> TASKS:
[a] Using the quotes about history, answer each item on its own line:
(i) How many ages are a man's acts said to be in the passage credited to William Shakespeare?
(ii) What do all utopian movements openly aim to put an end to?
(iii) What would the intellectual rather be than ignored?
[b] Duplicate part of the quotes about history word for word, beginning at the words "What the intellectual" and stopping after "persecuted than ignored.".

##### TEXT BLOCK #####

Quotes

Quotes about History


All the world 's a stage, And all the men and women merely players. They have their exits and their entrances; And one man in his time plays many parts, His acts being seven ages. At first the infant, Mewling and puking in the nurse's arms. And then the whining school-boy, with his satchel And shining morning face, creeping like snail Unwillingly to school. And then the lover, Sighing like furnace, with a woful ballad Made to his mistress' eyebrow. Then a soldier, Full of strange oaths and bearded like the pard; Jealous in honour, sudden and quick in quarrel, Seeking the bubble reputation Even in the cannon's mouth. And then the justice, In fair round belly with good capon lined, With eyes severe and beard of formal cut, Full of wise saws and modern instances; And so he plays his part. The sixth age shifts Into the lean and slipper'd pantaloon, With spectacles on nose and pouch on side; His youthful hose, well saved, a world too wide For his shrunk shank; and his big manly voice, Turning again toward childish treble, pipes And whistles in his sound. Last scene of all, That ends this strange eventful history, Is second childishness and mere oblivion, Sans teeth, sans eyes, sans taste, sans everything. -As You Like It. Act ii. Sc. 7.

William Shakespeare

The avowed aim of all utopian movements is to put an end to history and to establish a final and permanent calm.

Ludwig Von Mises

K is for KENGHIS KHAN. _He_ was a very _nice_ person. History has no record of him. There is a moral in that, somewhere.

Harlan Ellison

What the intellectual craves above all else is to be taken seriously, to be treated as a decisive force in shaping history. He is far more at home in a society that weighs his every word and keeps close watch on his attitudes then in a society that cares not what he says or does. He would rather be persecuted than ignored.

##### DATA EXCERPT #####

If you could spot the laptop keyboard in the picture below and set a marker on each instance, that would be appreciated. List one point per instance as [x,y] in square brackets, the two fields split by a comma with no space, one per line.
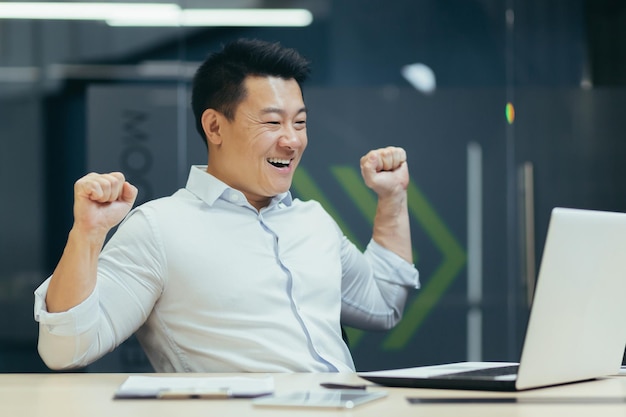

#####

> EXPECTED ANSWERS:
[a]
(i) Seven
(ii) History
(iii) Persecuted

[b]
What the intellectual craves above all else is to be taken seriously, to be treated as a decisive force in shaping history. He is far more at home in a society that weighs his every word and keeps close watch on his attitudes then in a society that cares not what he says or does. He would rather be persecuted than ignored.